Return the data below exactly, but only from the line containing "target | flower petal" through the line containing "task | put a marker on each instance of the pale", with both of those lines included.
Material supplied: Begin
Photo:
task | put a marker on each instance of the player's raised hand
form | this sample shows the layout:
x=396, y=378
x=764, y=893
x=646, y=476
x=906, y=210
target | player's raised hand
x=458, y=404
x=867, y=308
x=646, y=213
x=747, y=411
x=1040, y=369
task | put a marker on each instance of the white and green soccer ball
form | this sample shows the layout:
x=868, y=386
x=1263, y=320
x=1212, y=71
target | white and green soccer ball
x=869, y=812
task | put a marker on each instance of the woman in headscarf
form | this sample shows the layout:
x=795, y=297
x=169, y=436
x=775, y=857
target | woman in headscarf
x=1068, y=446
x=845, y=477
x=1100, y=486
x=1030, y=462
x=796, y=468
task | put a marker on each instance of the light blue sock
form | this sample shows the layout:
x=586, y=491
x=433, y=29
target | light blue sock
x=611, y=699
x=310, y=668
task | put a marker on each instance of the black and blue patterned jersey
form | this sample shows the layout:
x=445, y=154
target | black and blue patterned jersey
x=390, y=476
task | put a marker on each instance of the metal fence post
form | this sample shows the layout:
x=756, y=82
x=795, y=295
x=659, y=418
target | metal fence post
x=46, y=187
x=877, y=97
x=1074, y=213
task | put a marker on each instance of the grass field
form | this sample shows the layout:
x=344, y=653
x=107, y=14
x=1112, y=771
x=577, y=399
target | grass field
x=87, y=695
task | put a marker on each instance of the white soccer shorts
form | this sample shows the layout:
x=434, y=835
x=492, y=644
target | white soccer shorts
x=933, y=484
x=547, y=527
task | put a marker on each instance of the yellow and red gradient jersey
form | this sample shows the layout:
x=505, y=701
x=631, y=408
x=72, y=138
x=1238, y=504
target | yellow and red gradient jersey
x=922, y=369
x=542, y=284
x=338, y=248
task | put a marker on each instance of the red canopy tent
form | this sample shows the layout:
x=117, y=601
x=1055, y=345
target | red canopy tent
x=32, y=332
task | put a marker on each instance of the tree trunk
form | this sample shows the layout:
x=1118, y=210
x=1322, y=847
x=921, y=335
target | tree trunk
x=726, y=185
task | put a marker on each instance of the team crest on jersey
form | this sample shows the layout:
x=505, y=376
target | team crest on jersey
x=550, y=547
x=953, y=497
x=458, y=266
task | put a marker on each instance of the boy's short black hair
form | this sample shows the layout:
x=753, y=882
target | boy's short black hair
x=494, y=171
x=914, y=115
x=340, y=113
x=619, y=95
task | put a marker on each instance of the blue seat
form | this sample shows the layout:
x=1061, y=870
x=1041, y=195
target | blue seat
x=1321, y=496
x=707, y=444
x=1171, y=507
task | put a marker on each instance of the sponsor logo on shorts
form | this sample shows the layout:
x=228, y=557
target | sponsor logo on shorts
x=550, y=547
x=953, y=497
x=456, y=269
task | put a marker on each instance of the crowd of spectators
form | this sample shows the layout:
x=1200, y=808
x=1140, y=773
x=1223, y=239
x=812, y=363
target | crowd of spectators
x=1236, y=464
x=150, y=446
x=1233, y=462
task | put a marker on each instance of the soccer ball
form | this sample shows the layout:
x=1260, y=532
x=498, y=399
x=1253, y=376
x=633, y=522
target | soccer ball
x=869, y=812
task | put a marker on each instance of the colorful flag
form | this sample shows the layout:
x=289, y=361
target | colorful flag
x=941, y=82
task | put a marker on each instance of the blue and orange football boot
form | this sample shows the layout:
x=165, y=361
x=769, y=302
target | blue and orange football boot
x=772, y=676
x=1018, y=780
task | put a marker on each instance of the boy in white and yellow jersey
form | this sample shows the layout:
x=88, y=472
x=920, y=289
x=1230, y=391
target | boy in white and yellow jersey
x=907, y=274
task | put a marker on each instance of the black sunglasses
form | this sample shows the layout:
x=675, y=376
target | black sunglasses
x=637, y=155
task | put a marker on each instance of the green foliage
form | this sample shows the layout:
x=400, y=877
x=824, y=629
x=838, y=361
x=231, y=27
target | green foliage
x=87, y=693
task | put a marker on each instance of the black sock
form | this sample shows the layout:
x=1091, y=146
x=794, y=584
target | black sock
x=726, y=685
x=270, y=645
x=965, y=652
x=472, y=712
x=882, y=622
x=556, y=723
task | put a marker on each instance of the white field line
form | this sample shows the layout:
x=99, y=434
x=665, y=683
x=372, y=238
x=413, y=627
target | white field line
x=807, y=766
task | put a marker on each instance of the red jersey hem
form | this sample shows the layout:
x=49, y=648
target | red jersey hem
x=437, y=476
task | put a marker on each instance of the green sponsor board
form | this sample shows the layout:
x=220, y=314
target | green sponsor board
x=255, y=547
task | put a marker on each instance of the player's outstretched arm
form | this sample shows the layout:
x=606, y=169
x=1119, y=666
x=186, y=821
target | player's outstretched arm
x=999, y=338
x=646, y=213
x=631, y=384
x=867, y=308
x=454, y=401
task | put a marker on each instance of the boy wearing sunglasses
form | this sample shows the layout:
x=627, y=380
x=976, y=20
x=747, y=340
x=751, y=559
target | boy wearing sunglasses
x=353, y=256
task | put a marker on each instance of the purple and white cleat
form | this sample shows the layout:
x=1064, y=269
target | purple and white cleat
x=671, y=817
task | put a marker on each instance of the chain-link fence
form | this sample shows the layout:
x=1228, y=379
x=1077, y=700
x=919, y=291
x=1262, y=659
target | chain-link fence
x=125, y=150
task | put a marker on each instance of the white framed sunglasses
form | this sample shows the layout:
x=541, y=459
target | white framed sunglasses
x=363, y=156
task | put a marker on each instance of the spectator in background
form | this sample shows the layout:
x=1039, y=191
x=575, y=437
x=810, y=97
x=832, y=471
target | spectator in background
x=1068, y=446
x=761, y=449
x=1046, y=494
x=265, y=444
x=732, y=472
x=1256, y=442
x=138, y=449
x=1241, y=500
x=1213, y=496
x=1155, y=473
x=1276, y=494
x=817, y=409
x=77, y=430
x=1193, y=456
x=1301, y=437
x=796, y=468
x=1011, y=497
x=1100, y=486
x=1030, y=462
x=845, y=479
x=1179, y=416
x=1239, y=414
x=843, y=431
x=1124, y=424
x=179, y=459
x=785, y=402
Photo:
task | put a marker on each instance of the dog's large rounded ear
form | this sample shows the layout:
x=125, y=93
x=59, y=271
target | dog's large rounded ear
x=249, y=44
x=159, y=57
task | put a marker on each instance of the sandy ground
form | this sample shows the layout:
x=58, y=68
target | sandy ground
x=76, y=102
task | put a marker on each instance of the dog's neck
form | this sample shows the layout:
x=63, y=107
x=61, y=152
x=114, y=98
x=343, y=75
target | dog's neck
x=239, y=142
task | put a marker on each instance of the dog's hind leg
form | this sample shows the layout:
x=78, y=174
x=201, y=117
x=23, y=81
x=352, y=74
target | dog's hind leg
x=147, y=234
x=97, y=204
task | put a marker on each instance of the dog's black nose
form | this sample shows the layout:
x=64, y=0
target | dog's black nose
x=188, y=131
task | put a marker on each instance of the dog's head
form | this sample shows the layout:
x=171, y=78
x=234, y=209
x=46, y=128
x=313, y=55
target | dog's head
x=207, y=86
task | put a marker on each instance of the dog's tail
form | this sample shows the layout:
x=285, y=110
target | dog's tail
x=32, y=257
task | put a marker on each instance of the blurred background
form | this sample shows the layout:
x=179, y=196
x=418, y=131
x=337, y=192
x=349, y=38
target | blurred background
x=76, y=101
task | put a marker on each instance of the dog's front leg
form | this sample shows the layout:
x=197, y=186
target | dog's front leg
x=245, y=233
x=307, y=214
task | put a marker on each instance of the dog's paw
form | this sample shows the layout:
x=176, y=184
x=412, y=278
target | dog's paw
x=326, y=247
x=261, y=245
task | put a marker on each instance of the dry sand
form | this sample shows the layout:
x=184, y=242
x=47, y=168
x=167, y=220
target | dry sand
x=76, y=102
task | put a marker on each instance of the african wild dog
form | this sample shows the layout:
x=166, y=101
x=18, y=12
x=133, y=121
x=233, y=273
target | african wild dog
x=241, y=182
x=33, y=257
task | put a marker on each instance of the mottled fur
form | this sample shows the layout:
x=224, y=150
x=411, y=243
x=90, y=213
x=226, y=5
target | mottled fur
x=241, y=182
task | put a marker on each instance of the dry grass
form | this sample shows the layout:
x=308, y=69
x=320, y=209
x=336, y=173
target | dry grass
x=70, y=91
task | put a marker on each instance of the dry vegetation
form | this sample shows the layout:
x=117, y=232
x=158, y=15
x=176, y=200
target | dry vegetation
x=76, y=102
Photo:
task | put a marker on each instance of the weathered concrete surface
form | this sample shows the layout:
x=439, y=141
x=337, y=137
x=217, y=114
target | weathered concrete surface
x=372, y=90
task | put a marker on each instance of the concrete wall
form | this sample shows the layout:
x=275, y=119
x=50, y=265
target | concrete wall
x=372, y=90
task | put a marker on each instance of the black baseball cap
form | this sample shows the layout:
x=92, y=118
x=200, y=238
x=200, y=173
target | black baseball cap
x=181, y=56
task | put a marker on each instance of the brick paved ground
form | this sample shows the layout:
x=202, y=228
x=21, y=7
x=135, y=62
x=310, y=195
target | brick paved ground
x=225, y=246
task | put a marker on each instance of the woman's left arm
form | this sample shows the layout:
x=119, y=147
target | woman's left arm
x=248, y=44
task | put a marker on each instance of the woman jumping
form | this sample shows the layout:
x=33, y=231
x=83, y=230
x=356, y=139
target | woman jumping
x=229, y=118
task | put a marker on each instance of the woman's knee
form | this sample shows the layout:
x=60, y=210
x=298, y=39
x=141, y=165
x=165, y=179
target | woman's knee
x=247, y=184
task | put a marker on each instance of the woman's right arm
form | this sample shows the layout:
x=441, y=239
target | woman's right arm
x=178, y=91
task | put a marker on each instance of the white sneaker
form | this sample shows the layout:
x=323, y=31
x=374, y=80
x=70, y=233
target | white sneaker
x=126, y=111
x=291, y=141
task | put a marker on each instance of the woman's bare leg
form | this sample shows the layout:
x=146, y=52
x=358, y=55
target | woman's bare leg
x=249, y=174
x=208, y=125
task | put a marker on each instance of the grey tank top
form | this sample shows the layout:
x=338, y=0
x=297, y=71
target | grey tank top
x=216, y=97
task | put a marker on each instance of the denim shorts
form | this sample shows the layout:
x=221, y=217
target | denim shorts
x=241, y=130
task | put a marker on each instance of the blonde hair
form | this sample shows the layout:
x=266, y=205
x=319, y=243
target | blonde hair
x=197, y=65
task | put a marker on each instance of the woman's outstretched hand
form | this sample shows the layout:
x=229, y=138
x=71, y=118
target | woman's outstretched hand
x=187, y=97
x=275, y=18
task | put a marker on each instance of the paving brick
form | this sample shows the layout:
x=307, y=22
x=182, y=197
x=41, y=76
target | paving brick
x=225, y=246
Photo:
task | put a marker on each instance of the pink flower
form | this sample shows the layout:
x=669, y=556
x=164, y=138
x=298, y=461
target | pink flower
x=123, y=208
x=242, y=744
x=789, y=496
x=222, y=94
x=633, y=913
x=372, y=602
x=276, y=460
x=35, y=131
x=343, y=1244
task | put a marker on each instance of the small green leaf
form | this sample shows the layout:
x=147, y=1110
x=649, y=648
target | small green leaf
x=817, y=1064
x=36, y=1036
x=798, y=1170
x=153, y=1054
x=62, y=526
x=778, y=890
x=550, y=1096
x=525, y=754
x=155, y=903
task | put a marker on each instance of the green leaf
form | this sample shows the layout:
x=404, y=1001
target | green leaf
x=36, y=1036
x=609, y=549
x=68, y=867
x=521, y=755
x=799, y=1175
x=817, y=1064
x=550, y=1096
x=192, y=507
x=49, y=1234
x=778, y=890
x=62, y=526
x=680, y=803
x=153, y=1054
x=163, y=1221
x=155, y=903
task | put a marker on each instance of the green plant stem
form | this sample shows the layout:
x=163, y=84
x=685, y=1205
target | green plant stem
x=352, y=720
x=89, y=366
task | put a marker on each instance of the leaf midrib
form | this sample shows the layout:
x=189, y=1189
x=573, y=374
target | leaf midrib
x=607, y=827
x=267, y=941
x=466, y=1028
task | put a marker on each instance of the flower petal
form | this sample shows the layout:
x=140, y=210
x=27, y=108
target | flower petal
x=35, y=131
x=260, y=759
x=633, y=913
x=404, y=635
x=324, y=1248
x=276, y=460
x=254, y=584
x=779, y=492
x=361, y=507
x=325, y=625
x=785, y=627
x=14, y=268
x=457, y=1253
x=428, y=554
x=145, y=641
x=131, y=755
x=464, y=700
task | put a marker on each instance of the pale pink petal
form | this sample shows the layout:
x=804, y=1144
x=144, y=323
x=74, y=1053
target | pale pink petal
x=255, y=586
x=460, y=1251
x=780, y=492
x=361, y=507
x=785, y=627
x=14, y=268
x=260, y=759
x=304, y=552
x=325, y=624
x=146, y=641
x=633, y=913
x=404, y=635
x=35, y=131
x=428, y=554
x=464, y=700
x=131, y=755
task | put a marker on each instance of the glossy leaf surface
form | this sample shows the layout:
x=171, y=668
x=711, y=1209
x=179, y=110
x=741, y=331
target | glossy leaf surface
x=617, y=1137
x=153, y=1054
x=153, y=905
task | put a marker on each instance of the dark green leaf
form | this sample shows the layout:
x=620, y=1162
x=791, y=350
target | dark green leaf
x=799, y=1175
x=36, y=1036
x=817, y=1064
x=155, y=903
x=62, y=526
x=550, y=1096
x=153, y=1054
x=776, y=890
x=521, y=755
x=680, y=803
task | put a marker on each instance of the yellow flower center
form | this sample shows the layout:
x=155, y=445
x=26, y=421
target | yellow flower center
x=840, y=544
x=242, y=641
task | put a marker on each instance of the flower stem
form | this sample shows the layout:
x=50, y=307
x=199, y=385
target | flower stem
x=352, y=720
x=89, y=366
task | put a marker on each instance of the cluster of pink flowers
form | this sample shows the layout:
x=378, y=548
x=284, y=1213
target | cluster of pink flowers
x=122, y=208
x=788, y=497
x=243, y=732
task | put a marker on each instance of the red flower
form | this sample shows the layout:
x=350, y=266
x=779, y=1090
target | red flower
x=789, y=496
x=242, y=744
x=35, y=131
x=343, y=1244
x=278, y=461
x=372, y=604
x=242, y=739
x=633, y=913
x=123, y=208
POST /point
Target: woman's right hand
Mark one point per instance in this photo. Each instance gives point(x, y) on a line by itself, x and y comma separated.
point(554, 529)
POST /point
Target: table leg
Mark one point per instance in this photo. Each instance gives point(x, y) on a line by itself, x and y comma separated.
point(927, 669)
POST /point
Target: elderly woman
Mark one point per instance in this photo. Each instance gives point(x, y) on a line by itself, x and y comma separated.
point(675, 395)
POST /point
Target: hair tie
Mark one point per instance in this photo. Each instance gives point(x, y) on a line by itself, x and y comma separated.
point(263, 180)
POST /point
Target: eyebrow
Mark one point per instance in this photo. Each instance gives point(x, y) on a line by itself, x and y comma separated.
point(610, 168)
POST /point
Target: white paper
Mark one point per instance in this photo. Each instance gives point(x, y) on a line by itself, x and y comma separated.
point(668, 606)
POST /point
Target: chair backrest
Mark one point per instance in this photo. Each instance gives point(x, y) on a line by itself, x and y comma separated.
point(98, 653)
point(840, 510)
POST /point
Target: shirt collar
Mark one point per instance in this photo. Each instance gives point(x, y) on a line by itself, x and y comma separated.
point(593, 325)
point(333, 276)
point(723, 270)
Material supplied: End
§ **Response for this exercise**
target | flower petal
x=35, y=131
x=260, y=759
x=633, y=913
x=404, y=635
x=324, y=1248
x=276, y=460
x=254, y=584
x=779, y=492
x=361, y=507
x=325, y=625
x=785, y=627
x=14, y=268
x=457, y=1253
x=428, y=554
x=145, y=641
x=131, y=755
x=464, y=700
task | put a marker on each instance of the pale pink petal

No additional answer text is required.